** Opening Material provided block **

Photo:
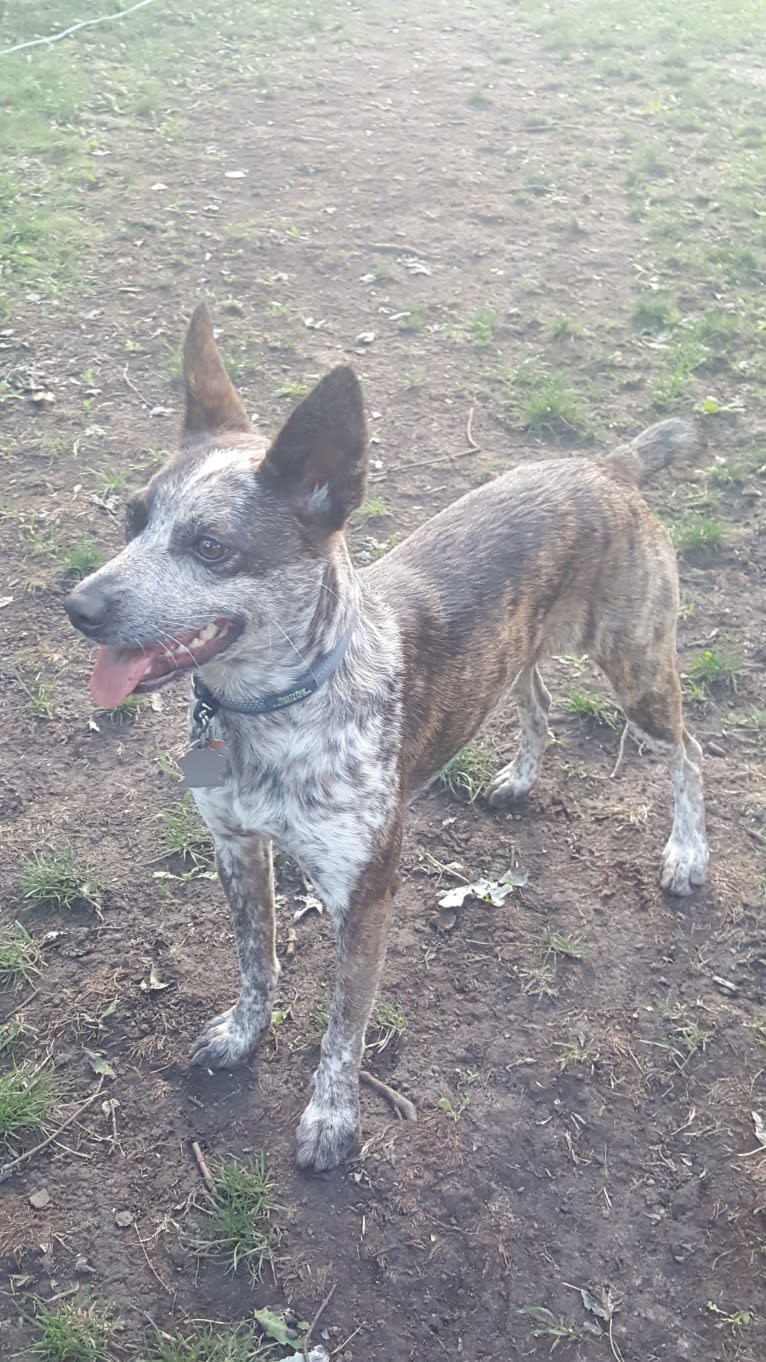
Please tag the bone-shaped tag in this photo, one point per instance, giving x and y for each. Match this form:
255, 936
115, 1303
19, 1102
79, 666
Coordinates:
205, 768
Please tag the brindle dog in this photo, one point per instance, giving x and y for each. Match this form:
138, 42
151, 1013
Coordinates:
327, 696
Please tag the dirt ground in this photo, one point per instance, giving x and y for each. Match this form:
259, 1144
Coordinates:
434, 196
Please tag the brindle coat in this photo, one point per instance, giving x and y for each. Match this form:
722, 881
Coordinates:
562, 556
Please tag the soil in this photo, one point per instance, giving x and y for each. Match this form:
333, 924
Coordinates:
605, 1139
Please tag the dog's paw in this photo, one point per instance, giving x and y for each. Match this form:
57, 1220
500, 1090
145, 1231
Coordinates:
684, 865
229, 1038
513, 782
326, 1135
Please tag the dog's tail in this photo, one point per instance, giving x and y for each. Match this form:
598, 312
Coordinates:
654, 448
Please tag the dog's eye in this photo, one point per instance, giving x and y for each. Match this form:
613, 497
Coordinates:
210, 550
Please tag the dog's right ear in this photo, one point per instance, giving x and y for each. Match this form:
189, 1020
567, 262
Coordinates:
213, 402
319, 456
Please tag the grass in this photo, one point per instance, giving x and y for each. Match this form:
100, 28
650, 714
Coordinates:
469, 771
558, 944
694, 531
593, 708
710, 670
72, 1332
239, 1229
60, 880
40, 695
389, 1024
81, 559
19, 955
26, 1099
541, 401
239, 1344
184, 834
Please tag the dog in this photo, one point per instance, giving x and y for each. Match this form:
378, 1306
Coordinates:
325, 698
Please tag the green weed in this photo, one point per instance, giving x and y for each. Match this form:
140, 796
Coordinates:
26, 1099
72, 1332
239, 1229
469, 771
19, 955
60, 879
184, 834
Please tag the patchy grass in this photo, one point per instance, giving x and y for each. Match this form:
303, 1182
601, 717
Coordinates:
210, 1344
239, 1229
72, 1332
81, 559
695, 531
26, 1099
593, 708
184, 834
19, 955
469, 771
60, 880
710, 670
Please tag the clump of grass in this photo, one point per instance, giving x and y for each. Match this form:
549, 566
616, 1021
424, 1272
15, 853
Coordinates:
26, 1099
60, 879
468, 772
593, 708
481, 327
694, 531
389, 1024
374, 508
239, 1229
184, 832
40, 695
72, 1334
541, 401
710, 670
558, 944
210, 1346
19, 955
81, 559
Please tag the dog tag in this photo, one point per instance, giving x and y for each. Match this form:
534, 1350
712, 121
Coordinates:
205, 768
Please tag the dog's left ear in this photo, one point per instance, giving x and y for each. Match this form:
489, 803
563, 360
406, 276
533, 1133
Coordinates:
319, 458
213, 402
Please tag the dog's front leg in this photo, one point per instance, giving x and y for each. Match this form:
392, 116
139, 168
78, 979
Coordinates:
329, 1127
244, 869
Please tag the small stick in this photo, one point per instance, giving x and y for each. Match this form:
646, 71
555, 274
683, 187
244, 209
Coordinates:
401, 1105
22, 1158
206, 1174
132, 387
472, 443
424, 463
316, 1317
620, 751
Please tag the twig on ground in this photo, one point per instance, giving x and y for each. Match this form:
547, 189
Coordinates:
404, 1107
316, 1317
620, 751
201, 1162
83, 23
132, 387
23, 1158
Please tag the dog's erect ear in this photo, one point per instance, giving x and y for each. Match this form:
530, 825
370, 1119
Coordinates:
319, 458
211, 399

** Closing Material provided block **

What is required -
Match on "brindle": copy every line in the records that has it.

Written solution -
Please tag the brindle dog in this photo, one point per instance, giving x and y for each. Match this form:
Please tag the brindle coat in this photo, one point per instance, giving x and y for each. Match this form:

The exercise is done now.